» Work instruction
Begin with the line holding "Target: scooter rear wheel", then print every line after it through the end of the data, exactly and with nothing added.
------
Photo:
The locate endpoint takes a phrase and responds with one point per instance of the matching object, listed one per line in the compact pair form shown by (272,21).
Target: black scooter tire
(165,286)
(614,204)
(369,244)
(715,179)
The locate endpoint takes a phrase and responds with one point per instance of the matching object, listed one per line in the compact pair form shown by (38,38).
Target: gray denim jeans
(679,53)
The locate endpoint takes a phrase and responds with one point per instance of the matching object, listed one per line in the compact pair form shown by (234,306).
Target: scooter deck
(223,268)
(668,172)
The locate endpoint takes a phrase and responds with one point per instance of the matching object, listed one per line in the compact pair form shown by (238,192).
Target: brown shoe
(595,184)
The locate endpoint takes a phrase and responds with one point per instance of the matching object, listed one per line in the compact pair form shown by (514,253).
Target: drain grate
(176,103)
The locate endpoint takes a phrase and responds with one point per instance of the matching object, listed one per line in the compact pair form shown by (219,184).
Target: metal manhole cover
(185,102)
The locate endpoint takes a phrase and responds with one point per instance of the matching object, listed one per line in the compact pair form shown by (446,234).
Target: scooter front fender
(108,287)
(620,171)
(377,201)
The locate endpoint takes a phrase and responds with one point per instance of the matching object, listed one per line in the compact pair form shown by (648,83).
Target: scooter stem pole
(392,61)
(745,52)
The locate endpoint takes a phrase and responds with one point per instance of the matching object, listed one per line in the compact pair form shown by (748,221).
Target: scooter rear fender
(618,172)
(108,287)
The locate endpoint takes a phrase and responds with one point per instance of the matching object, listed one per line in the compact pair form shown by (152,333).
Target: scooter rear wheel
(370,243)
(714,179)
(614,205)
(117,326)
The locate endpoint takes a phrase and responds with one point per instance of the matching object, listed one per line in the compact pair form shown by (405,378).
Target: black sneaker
------
» Solved exercise
Target: scooter rear wheel
(370,243)
(714,179)
(614,205)
(117,326)
The locate endpoint takes a phrase and responds with one point per instance of the matching object, listed one per line in the compact pair form shown by (405,378).
Target: black sneaker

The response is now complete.